READING PASSAGE:
______________________________

Many CEOs of consumer companies are complaining about a slowdown affecting their growth and profitability. But does a slowdown really effect the 2nd challenger brand (ranked 3rd) or beyond. I don’t really feel so. A 2nd challenger would usually have a sub 15% market share and chances are quite high that it may not be in majority of the consumers consideration set nor well distributed. Its also highly probable that the penetration would be low in the concerned target consumer. The problems of a challenger only get compounded with a slowdown as the strategic mistakes become glaringly evident. More and more brands/ products in this world are in the position of challenger, they are really feeling the heat.
So why are challengers feeling the heat? They may have benchmarked their product and their growth to the industry’s top 2 brands. Or they are unable to ride the wave of category development work done by the leader, as the leader cuts back during a slowdown. One reason is they try to emulate the leader as product differentiation reduces with technology available to all.
Advantage: The traits of a challenger are quick response and experimental attitude. A challenger usually has strong grit and ability to respond faster to the trade and consumer needs. The leader usually is not so proactive and tries to dictate terms to the trade which traders don’t like.
Constrains: A challenger will usually not have adequate marketing budgets to sustain advertising spends nor manpower to match distribution/ penetration. The product, you can’t immediately change what you have sown, but since the business situation is critical one has to look at 3 situations, a short term (3-6 months), medium term (6-12 months) and a long term (1-2 years) solution.
So how does a challenger manage a slowdown in these 3 situations?
Managing the Short Term
1. Touch points: Top management has to experience and connect with the customer, the trade and the market through firsthand experience. If enough time is not spent in the market one will never know what the real problem is or what the next challenge will be. If you don’t know your real issues how you will solve them. Clear the smaller issues quickly as they irritate more. The solution usually lies in improving monitoring of daily business health response time, collections, sales and service to trade and customer.
2. Distribution: Gaps need to be filled at the earliest and same have to be supported by trade. A challenger will not have the same demand as a leader thus one has to follow a push strategy. The trade should look at you as a long term partner who will support them for years. Building an emotional connect with the trade along with a good margins will go a long way for a challenger. A relationship management exercise which also gives them intangible benefits will help over just cash margins. Recognition and respect for the trade built by top management involvement helps in long term relation leading to exclusivity.
3. Map the seasonality in your category and plan earlier than your competitor to fill up the shelf’s. If you can ride the seasonal wave sooner than usual with an innovative offering then you will do much better than the current trend. Evolve ideas don’t repeat them.

______________________________

PROVIDED RECORDS:
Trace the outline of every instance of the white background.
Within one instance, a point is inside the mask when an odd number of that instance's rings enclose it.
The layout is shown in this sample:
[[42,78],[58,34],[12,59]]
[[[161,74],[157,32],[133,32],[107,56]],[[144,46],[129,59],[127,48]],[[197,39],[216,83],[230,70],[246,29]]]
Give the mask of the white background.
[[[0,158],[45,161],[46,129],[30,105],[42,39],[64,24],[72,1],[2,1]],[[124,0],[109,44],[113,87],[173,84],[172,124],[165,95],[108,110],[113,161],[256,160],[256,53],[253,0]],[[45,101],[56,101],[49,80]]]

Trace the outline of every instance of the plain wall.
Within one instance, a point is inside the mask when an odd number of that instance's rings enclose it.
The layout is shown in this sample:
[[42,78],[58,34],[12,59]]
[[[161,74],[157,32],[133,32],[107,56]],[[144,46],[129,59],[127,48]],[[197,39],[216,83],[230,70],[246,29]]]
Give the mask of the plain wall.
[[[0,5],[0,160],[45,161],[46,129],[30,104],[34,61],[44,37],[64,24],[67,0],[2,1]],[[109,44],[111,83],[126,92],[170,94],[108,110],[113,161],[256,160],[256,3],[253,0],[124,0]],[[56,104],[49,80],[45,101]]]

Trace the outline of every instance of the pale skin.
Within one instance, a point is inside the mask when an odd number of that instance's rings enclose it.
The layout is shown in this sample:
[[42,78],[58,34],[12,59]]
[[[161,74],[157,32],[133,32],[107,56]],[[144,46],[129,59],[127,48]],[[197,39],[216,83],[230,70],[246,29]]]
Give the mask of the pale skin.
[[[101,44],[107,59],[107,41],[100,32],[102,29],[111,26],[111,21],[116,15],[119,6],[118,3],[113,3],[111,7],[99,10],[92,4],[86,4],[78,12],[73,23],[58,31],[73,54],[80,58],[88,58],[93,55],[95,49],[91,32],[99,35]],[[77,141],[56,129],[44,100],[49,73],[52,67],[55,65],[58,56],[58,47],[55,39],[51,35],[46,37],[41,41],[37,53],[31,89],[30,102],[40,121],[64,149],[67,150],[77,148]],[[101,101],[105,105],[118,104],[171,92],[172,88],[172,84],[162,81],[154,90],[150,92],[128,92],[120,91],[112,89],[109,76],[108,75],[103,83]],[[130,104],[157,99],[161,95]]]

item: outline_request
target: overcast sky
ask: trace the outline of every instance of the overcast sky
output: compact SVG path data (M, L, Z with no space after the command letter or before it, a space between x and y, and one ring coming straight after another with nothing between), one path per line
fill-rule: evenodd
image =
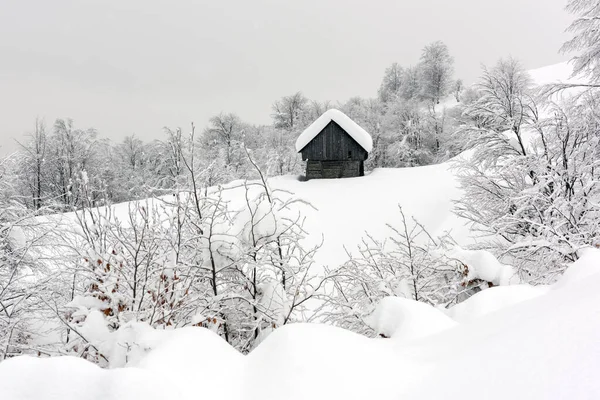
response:
M0 0L0 154L70 117L119 140L205 126L221 111L268 123L271 104L375 96L392 62L442 40L457 77L513 55L566 60L566 0Z

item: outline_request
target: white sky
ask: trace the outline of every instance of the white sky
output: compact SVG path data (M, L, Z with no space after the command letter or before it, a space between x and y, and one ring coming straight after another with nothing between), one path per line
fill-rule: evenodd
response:
M384 69L444 41L456 76L513 55L558 54L566 0L0 0L0 154L70 117L119 140L203 127L221 111L268 123L298 90L316 100L375 96Z

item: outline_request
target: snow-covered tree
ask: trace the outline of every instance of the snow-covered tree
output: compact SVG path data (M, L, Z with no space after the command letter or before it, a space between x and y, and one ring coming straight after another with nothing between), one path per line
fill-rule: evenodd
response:
M386 68L383 79L381 80L381 85L377 91L379 100L383 103L387 103L390 100L396 99L402 89L403 80L404 69L398 63L393 63Z
M570 0L566 9L577 18L567 29L573 37L561 52L577 53L572 60L573 76L589 82L581 85L600 87L600 4L596 0Z
M294 131L302 125L303 114L308 105L308 99L301 92L284 96L273 103L273 125L275 128Z
M454 59L444 43L433 42L423 49L419 63L421 96L434 106L449 93L454 72L453 64Z
M482 82L466 108L462 132L474 148L458 164L465 195L457 211L522 279L552 281L597 240L597 94L540 108L513 60Z

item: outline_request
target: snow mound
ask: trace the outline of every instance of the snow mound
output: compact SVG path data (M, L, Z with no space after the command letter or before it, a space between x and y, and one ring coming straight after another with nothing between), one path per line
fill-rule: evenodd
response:
M337 123L343 130L348 132L352 139L356 140L368 153L373 149L373 139L371 135L361 128L356 122L352 121L343 112L331 109L327 110L315 120L296 140L296 151L301 151L311 140L315 138L331 121Z
M549 286L511 285L496 286L469 297L446 310L446 315L457 322L468 322L484 315L511 307L547 293Z
M327 325L286 325L247 356L243 398L390 398L394 377L409 370L395 362L385 342Z
M456 322L429 304L392 296L379 302L367 323L378 335L403 341L456 326Z
M573 283L584 281L598 273L600 273L600 249L585 248L579 250L579 259L569 265L558 282L552 287L562 289Z
M466 280L481 279L496 286L519 283L519 276L513 267L502 264L489 251L465 250L456 246L448 257L460 261L466 266Z
M171 398L176 389L148 371L102 369L76 357L21 356L0 363L2 400L152 400Z
M179 387L182 398L198 398L199 393L202 398L243 397L231 381L242 378L244 356L220 336L197 327L157 332L162 337L137 367L167 382L185 382Z

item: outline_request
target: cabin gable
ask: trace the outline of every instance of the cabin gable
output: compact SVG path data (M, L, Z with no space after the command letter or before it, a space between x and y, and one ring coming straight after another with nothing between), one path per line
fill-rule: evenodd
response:
M333 120L300 152L302 160L310 161L364 161L369 155L352 136Z

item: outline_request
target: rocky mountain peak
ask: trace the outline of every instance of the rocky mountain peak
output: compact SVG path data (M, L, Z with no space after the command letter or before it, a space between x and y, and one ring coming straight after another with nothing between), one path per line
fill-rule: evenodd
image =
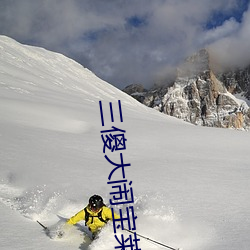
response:
M245 87L249 87L249 71L215 74L210 64L208 50L202 49L178 67L170 86L130 95L160 112L196 125L249 129L249 106L233 95L248 93Z

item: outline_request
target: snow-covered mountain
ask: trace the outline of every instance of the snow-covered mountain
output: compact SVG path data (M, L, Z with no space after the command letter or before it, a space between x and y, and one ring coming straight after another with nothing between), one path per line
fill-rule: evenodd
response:
M94 193L110 206L112 189L107 182L113 166L104 157L101 131L111 126L126 131L123 159L131 164L126 177L133 182L137 233L184 250L249 249L249 133L193 126L166 116L63 55L4 36L0 37L1 249L117 246L112 223L93 243L83 234L84 223L52 240L36 223L38 219L53 228L57 215L70 217ZM107 155L120 159L117 152ZM164 249L142 238L139 247Z
M146 106L187 122L246 130L250 127L249 69L214 72L205 49L180 65L171 86L156 86L149 91L135 87L128 86L124 92Z

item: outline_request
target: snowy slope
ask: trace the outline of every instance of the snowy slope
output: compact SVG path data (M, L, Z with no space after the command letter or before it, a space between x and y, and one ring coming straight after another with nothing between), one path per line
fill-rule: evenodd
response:
M112 225L90 245L73 227L53 226L90 195L108 204L113 167L105 128L126 130L137 233L185 250L250 248L248 132L196 127L149 109L76 62L0 37L0 249L114 249ZM119 120L121 100L124 122ZM114 120L109 119L109 102ZM10 240L11 239L11 240ZM141 239L141 249L163 249Z

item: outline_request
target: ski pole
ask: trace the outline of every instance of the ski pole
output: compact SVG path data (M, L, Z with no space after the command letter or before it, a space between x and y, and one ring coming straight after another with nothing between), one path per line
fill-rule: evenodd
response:
M38 220L37 220L36 222L37 222L40 226L42 226L44 230L48 230L48 228L45 227L41 222L39 222Z
M127 231L127 232L129 232L129 233L131 233L131 234L134 234L134 233L135 233L135 232L132 232L132 231L126 229L126 228L124 228L124 230ZM158 244L158 245L161 245L161 246L163 246L163 247L166 247L166 248L168 248L168 249L171 249L171 250L181 250L180 248L173 248L173 247L167 246L167 245L165 245L165 244L163 244L163 243L161 243L161 242L158 242L158 241L156 241L156 240L152 240L152 239L150 239L150 238L148 238L148 237L145 237L145 236L143 236L143 235L141 235L141 234L138 234L138 233L135 233L135 234L138 235L138 236L140 236L141 238L144 238L144 239L146 239L146 240L148 240L148 241L152 241L152 242L154 242L154 243L156 243L156 244Z

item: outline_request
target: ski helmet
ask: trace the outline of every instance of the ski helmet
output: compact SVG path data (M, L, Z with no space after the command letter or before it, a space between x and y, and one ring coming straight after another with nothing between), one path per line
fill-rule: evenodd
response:
M89 198L89 206L91 210L99 210L103 205L103 199L101 196L95 194Z

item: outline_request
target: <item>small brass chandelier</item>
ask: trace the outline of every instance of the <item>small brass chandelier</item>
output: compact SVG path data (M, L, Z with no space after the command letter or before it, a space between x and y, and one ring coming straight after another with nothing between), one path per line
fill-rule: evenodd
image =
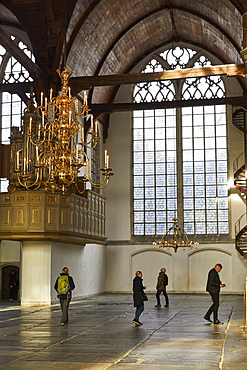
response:
M50 99L43 98L39 106L41 115L34 107L34 96L24 113L20 131L14 127L11 133L11 170L9 191L20 188L65 193L74 184L82 194L89 182L95 188L104 188L113 175L109 167L109 156L105 151L104 167L101 168L103 179L95 183L91 178L90 149L99 141L98 122L91 115L91 127L88 141L84 139L84 122L90 111L87 95L84 93L83 104L71 95L68 81L69 68L60 73L61 94Z
M199 243L192 242L189 240L188 235L185 231L179 227L178 220L176 217L173 218L173 225L165 232L161 240L158 242L153 242L155 250L167 250L173 248L175 253L178 248L191 248L196 249Z

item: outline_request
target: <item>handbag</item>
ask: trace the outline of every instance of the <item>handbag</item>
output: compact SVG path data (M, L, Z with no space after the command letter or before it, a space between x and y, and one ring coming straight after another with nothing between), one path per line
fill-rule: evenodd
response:
M147 297L146 293L144 293L144 292L140 292L140 293L141 293L142 300L143 301L148 301L148 297Z

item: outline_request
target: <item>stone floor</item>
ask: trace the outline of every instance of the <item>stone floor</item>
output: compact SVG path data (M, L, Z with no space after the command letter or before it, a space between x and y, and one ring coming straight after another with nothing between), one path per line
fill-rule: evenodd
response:
M169 308L155 308L149 294L143 326L132 323L130 294L72 301L64 327L58 304L24 308L2 302L0 368L246 370L243 296L220 298L223 325L202 318L211 304L207 294L170 294Z

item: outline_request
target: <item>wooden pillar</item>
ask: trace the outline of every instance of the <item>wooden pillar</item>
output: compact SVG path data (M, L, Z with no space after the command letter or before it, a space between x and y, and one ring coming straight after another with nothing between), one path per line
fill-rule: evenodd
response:
M247 47L247 12L243 14L243 49Z

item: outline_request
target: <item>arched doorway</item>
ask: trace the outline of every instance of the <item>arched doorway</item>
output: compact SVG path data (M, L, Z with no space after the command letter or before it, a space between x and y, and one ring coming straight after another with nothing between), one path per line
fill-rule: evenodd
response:
M9 265L2 268L2 299L9 299L9 275L14 272L16 286L14 288L14 300L18 300L19 292L19 267Z

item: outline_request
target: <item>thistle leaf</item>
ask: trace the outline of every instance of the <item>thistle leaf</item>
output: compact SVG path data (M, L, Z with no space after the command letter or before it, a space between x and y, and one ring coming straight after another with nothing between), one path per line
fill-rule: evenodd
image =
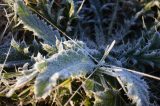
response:
M35 81L35 95L46 98L58 79L65 79L74 75L86 75L94 68L93 61L81 50L72 49L61 51L46 59L47 68L38 75ZM38 64L35 64L37 67Z

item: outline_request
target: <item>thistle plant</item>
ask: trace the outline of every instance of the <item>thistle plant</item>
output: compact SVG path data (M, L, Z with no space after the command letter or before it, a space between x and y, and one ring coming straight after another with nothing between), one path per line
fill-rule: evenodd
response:
M87 44L83 41L63 39L58 30L53 30L51 26L48 26L47 23L38 18L23 1L16 0L15 5L19 21L25 29L32 31L35 36L44 41L41 45L48 55L44 57L42 56L43 54L38 53L34 57L35 63L31 68L28 67L28 64L23 66L20 72L21 75L16 77L16 83L7 93L8 97L15 94L18 89L27 86L28 83L32 83L35 99L46 99L47 97L51 97L53 89L58 86L58 80L65 82L69 78L87 77L89 75L82 84L82 88L86 89L84 90L85 94L87 97L90 97L88 100L86 99L85 103L91 104L90 99L93 97L94 105L104 105L105 99L103 98L106 96L110 97L109 95L105 95L105 93L114 91L114 87L109 87L107 83L109 82L108 77L103 77L104 79L101 77L107 75L117 80L133 104L137 106L151 105L148 85L142 79L142 76L129 72L124 68L106 65L105 58L112 49L113 43L107 47L104 56L102 59L98 59L100 60L98 62L94 56L99 55L100 51L87 47ZM12 41L12 45L15 46L17 44ZM15 47L18 47L17 50L21 49L20 51L23 51L20 46L17 45ZM102 85L106 85L101 86L103 90L94 88L99 83L99 81L96 83L96 80L90 77L94 76L94 74L103 82L100 82L100 86L101 83ZM90 81L90 84L93 86L87 87L86 85L89 83L87 81ZM68 102L64 105L67 105ZM76 102L73 101L73 104L76 104Z

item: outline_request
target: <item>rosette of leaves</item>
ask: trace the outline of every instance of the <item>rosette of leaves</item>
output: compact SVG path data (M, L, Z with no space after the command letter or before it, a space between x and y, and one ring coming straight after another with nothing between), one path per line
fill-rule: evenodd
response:
M102 79L102 74L115 77L126 92L127 97L129 97L134 104L137 106L150 105L148 86L145 81L141 79L141 76L126 72L127 70L121 68L102 67L103 64L97 65L90 55L92 49L89 49L85 43L75 40L61 42L59 38L56 38L56 34L53 33L53 35L51 35L51 32L54 32L52 28L48 27L47 24L44 24L42 20L32 14L23 1L17 0L16 5L17 14L24 28L33 31L36 36L42 38L45 43L48 43L46 45L42 44L42 46L48 51L49 55L47 58L44 58L39 53L37 57L34 58L36 62L30 69L28 69L28 65L24 65L21 72L22 75L16 78L17 82L7 93L7 96L11 96L15 90L32 82L36 99L45 99L47 96L51 96L51 91L53 87L57 85L58 79L64 80L72 76L86 76L94 72L95 69L95 71L101 70L98 71L100 76L99 74L97 75L101 78L104 85L107 80ZM53 39L49 39L50 37ZM114 94L109 93L109 90L113 89L107 86L104 86L106 91L98 93L98 90L96 90L97 92L95 92L94 86L92 85L93 83L91 83L91 87L84 88L87 89L86 94L88 94L88 97L92 94L94 95L95 105L104 104L105 98L111 97L110 95ZM85 101L85 103L88 103L88 99Z

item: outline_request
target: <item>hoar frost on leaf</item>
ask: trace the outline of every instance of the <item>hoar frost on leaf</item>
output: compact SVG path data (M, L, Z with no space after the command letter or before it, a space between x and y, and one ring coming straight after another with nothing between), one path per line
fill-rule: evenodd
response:
M67 46L67 43L64 42L64 44ZM75 46L67 48L47 59L39 54L35 59L37 62L33 65L33 69L30 69L34 71L30 72L28 70L29 74L18 77L13 89L16 90L23 87L36 77L34 84L35 96L37 99L45 99L51 93L52 88L57 85L58 79L65 79L74 75L86 75L94 69L95 63L88 55L83 53L83 49ZM17 86L18 84L20 85ZM13 90L8 95L12 94Z

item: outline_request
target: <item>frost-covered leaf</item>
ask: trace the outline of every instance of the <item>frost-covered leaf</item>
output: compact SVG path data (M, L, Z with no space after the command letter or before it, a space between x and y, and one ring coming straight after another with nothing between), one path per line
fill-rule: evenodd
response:
M93 61L78 49L68 49L52 55L45 60L47 67L35 81L35 95L37 98L46 98L52 88L57 85L58 79L65 79L74 75L86 75L94 68ZM35 64L37 67L39 64Z

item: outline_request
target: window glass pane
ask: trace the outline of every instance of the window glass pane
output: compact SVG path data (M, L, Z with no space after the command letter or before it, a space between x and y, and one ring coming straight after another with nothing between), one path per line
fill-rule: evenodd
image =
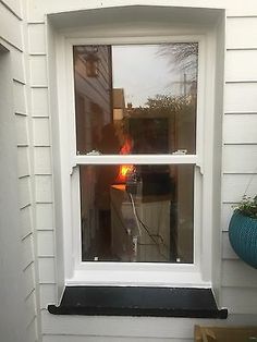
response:
M193 262L193 166L79 170L84 261Z
M75 46L77 154L195 154L198 45Z

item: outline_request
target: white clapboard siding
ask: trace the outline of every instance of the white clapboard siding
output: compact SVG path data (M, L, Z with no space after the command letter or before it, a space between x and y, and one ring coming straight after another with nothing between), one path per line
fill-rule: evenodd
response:
M257 172L257 144L225 145L223 147L223 172Z
M20 209L21 237L32 232L32 207L30 204Z
M37 231L38 256L54 256L53 231Z
M257 83L227 83L224 88L224 112L257 112Z
M49 147L35 147L34 171L35 174L51 174L51 150Z
M34 261L34 247L33 247L33 235L29 234L22 241L22 251L23 251L23 268L26 269Z
M56 282L56 264L54 258L39 257L38 258L39 283Z
M257 307L256 289L222 288L221 305L229 307L232 314L255 314ZM256 320L257 321L257 320Z
M194 339L159 339L159 338L124 338L124 337L74 337L74 335L47 335L42 342L193 342Z
M225 81L257 81L257 50L229 50L225 56Z
M36 205L36 229L53 229L53 207L52 204L42 203Z
M257 17L229 17L227 22L227 48L257 48Z
M234 253L230 244L228 232L222 233L222 258L223 259L238 259L238 256Z
M19 17L0 2L0 36L13 47L22 50L22 29Z
M30 56L29 64L32 86L46 86L47 85L46 56Z
M19 180L19 203L20 208L24 208L30 204L30 180L24 176Z
M27 117L15 115L17 146L28 145Z
M40 284L40 308L46 309L49 304L56 304L56 284Z
M224 174L222 196L223 201L240 201L246 193L248 196L255 196L257 188L257 174Z
M11 48L12 60L12 77L15 81L25 83L25 74L23 68L23 53L20 50Z
M26 113L25 86L16 81L13 82L13 103L15 113Z
M30 54L46 53L45 24L28 25L28 46Z
M32 115L33 117L49 117L48 109L48 89L32 88Z
M36 175L36 201L51 203L52 201L52 178L51 175Z
M257 144L257 114L224 115L223 127L225 144Z
M17 175L19 178L28 175L29 170L29 160L28 160L28 147L19 146L17 147Z
M257 288L257 272L242 260L223 260L222 285L230 288ZM256 290L257 291L257 290ZM242 293L242 295L244 295Z
M49 146L49 119L47 118L34 118L34 145L35 146Z
M27 268L23 272L24 272L24 279L25 279L25 297L28 297L36 286L34 262L28 265Z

______________________________

TO-DO LIST:
A – Answer these questions from the passage on challenger brands in a slowdown:
(i) What market share would a 2nd challenger usually have?
(ii) What time span does the passage give for each of its short-term, medium-term and long-term solutions?
(iii) Because a challenger lacks a leader's demand, what kind of strategy does the passage say it has to follow in distribution?
B – Write what comes next in the passage on challenger brands in a slowdown, picking up after its last sentence.

THE ANSWERS:
A –
(i) A sub 15% market share.
(ii) Short term: 3-6 months; medium term: 6-12 months; long term: 1-2 years.
(iii) A push strategy.

B –
Managing the Medium Term
1. Experiential: If the product you offer is parity to competition but has a few consumer relevant benefits/ features which are better or equal to the leaders, then talk about it, show it. You have to find a way to demonstrate and make the customer experience the difference. Probably the leader is not
even talking about it, look at the chinks in his armour. Show and sell.
2. Guerrilla Media: don’t benchmark on your competitors but focus on your target customer’s habit and try to reach them in an unconventional and uncluttered way. Increasing media costs and clutter needs you to innovate. The internet and retail shelf still offer a lot of opportunities for innovation. A mass reach TV program or full page press ad. is only going to make you spend more with exponentially high wastage. Be very specific while planning any media. Follow a return on marketing investment metric for each activity. Focus on getting sales and engaging with your customers. Communicate to the trade too to build an image.
3. Product: this takes longer to change but you need to add new products and at least 20% of your business should be from new products. New need not be something different, even a small improvement in product is a good start. During such times its better to extend the brand than create a new one. With shorter product life cycles a constant consumer understanding is required through research. If you can’t create a product do a JV, license a brand or technology. There is always a partner you needs you as much as you need them.
Managing the Long Term
1. Focus: Is the brand speaking to all consumers or it has segmented and focussed its offering. The segments could be geographical, socio economic or even age or sex based. When you have 2 strong brands above you, there can’t be a one size fits all strategy. You need to stand apart by appealing to a growing segment with a sizable business opportunity. Sharpen your offering to the consumer who is the future. The product needs to be designed for the target consumer. You need to ride the growth phase of the product life cycle if you are to lead.
2. Emotions: You need to get associated with the consumer at a higher level than just the product benefit; the product benefit has to ladder up to a higher order emotional benefit which your target consumer is looking for. People get emotionally involved with brands build that once you have established the rational benefit. Build it through every point of contact with the trade and consumer.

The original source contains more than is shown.